§ WHAT IS BEING ASKED: Before the items, the post on scareware names the things that used to get onto a machine only after the user clicked agree on a dodgy webpage. List them all.

§ SELECTED PASSAGE:
Scareware

I used to have an almost unhealthy obsession with computer viruses and hacking. The bookcase in our (currently) spare room is testament to this. I would have prefered to read one of these tomes to something fictitious.

OH  has recently written about being “the guy who’s good with computers” over on his blog. He mentions one of the recent fixing jobs he’s done and questions the users ability with a computer. You see, not so long ago it used to be the case that in order for a virus, rat (remote access tool) or home page hijacker to get on to your (mostly windows) machine you would have to click on agree on some dodgy webpage. Mostly anyway. There were exceptions. The only exception that I had any direct contact with was conficker. The point is that scareware is now coming to us via xss (cross site scripting) on websites and is landing on our machines via ads on a legitimate page. They don’t ask to be installed, they just do it.

§ THE DATA:
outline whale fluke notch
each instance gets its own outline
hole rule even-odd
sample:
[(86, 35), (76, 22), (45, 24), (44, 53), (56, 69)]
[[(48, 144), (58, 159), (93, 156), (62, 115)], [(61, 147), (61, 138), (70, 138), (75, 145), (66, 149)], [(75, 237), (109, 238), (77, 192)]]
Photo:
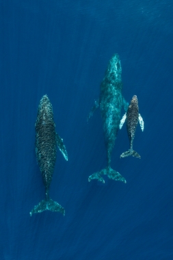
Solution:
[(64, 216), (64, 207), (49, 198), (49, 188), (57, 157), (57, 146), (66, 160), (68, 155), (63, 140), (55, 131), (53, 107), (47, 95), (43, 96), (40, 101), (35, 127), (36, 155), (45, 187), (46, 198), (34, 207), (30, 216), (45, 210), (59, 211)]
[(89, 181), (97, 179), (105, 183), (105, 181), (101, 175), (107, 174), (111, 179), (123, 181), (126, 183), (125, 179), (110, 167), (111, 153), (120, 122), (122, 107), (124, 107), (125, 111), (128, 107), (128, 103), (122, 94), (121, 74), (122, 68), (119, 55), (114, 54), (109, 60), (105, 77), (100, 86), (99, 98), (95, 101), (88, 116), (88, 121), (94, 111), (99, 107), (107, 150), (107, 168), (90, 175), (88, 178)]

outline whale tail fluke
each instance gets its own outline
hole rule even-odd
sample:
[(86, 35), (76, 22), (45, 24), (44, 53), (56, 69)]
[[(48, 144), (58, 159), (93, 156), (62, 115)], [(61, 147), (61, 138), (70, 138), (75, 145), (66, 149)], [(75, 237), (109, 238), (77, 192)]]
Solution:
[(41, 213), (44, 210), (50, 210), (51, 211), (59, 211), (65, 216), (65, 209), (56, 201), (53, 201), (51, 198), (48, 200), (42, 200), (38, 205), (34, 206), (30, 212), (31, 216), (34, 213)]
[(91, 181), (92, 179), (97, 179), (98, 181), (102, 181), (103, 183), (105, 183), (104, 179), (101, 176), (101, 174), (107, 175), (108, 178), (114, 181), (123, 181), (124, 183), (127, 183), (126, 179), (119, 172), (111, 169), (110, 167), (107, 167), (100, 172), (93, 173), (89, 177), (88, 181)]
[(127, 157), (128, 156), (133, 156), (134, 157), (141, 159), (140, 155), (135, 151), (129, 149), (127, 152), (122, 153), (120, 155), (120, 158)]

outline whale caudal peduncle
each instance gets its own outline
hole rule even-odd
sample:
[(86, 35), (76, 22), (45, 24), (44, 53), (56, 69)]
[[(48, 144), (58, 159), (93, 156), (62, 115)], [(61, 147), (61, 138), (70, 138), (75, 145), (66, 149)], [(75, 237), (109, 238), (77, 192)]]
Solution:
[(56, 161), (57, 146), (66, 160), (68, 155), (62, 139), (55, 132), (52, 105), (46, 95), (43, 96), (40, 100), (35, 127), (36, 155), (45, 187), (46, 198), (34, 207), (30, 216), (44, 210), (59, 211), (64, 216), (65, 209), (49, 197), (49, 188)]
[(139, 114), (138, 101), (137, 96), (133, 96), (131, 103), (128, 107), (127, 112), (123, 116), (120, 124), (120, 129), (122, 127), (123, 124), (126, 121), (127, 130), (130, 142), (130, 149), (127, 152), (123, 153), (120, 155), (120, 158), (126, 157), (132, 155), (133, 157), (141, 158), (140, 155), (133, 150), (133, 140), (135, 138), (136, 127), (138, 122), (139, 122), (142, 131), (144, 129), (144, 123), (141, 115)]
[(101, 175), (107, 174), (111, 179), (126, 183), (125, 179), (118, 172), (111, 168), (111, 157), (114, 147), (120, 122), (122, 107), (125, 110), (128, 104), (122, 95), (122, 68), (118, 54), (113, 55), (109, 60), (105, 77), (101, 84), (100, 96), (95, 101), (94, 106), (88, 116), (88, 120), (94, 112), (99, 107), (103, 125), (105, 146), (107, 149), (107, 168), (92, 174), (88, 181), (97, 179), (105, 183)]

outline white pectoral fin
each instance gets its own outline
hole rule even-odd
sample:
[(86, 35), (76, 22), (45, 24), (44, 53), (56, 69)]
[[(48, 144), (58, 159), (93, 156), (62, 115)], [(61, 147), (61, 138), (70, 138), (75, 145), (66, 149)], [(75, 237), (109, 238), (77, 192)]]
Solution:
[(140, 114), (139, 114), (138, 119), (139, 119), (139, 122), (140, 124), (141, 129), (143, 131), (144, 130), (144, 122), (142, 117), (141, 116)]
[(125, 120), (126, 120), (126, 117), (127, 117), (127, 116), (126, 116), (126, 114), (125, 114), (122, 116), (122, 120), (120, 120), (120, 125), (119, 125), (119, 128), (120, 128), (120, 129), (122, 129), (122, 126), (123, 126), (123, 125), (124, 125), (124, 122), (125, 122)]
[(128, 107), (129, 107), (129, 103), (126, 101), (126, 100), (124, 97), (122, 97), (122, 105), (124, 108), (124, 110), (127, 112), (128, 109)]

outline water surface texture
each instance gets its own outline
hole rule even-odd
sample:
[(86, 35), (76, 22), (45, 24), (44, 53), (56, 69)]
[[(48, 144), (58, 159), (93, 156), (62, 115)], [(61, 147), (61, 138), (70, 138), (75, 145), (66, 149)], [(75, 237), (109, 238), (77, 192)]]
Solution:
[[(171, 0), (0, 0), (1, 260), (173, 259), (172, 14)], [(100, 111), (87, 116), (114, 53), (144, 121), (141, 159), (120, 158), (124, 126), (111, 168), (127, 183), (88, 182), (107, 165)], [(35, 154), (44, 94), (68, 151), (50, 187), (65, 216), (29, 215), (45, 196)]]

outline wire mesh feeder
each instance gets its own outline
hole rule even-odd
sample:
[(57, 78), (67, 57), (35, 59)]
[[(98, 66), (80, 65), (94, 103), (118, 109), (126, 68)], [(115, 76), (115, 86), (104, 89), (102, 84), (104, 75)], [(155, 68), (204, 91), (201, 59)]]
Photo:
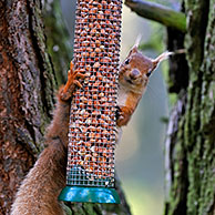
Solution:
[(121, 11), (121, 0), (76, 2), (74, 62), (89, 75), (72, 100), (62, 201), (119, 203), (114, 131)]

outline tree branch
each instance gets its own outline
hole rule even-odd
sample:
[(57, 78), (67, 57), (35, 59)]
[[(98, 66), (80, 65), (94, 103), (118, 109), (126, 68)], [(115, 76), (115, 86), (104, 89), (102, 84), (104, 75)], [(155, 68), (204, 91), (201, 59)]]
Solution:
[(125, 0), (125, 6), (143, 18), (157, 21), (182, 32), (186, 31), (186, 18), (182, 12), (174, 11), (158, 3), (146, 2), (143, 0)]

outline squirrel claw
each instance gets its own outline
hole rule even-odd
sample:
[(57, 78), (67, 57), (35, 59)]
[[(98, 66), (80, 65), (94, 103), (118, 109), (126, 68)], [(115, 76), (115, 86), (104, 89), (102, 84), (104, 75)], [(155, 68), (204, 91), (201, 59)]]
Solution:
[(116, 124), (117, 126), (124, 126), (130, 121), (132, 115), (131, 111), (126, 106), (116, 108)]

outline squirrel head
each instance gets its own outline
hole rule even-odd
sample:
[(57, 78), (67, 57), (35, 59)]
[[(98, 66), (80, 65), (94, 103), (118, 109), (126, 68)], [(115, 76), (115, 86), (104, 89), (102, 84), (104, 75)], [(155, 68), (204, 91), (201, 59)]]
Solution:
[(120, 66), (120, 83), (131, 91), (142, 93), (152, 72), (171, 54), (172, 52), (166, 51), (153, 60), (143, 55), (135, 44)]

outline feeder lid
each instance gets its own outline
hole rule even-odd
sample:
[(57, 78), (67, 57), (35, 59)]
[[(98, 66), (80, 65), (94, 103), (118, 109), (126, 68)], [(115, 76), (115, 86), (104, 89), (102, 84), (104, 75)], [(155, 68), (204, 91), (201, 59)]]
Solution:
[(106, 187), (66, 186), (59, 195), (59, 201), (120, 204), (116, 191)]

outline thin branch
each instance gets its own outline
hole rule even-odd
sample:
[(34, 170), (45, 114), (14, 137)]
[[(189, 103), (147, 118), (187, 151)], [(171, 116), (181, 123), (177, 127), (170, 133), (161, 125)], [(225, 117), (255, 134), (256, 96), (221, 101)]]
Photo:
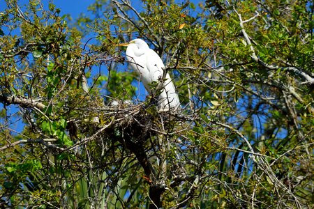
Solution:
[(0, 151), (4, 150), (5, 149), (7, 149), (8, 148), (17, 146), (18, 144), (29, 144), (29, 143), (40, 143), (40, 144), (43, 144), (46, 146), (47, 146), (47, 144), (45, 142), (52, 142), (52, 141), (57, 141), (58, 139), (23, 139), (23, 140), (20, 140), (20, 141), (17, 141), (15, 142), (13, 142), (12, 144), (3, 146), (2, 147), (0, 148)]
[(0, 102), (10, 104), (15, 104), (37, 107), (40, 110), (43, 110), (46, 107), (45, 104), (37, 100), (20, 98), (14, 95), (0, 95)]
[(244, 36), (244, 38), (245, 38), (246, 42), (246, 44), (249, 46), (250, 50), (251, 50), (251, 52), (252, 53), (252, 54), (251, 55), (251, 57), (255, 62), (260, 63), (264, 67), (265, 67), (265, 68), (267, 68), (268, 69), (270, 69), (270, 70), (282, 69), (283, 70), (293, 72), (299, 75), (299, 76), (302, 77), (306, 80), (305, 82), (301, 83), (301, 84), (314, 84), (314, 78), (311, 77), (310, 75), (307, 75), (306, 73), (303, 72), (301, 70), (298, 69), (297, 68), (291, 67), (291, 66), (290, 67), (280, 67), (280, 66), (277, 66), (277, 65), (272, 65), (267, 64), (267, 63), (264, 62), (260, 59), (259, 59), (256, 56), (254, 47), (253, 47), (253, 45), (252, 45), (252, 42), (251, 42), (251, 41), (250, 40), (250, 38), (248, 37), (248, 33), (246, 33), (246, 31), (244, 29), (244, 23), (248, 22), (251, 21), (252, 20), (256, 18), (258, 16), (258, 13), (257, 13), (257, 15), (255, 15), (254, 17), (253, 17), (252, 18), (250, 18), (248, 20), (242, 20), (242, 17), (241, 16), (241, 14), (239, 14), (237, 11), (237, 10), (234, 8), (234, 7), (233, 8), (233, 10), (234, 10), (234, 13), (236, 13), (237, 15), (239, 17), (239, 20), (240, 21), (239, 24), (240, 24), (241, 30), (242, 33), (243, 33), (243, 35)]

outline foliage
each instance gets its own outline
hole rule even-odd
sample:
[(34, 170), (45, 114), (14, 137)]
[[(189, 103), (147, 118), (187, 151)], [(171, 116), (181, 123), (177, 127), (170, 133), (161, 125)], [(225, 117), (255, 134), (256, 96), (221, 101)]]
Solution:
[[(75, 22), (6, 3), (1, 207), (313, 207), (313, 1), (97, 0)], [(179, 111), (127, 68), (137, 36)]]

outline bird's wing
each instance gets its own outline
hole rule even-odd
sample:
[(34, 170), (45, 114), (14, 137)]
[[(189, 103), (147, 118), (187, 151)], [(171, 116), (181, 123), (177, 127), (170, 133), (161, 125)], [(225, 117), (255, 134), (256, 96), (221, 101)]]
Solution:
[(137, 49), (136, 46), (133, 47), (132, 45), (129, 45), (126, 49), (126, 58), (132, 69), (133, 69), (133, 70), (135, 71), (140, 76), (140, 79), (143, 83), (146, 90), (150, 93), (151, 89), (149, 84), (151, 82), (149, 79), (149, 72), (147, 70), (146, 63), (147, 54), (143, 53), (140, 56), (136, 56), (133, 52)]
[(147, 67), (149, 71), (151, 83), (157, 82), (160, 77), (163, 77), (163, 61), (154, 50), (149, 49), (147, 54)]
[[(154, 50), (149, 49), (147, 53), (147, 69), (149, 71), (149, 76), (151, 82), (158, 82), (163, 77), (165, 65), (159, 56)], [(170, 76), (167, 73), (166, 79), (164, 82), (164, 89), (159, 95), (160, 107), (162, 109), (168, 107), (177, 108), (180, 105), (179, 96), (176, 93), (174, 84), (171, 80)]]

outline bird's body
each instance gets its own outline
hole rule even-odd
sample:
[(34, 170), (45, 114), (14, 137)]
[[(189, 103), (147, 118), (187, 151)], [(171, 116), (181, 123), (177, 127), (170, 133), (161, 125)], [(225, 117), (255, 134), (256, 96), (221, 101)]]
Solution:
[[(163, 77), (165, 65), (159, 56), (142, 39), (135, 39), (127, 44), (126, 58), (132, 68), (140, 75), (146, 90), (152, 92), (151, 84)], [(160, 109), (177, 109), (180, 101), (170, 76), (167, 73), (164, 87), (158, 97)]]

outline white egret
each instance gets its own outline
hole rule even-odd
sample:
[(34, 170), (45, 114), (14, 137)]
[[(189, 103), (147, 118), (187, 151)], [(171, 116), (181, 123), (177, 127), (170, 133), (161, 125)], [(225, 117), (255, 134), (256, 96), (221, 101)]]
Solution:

§ RESULT OF THE EXERCISE:
- a virus
- a rat (remote access tool)
- a home page hijacker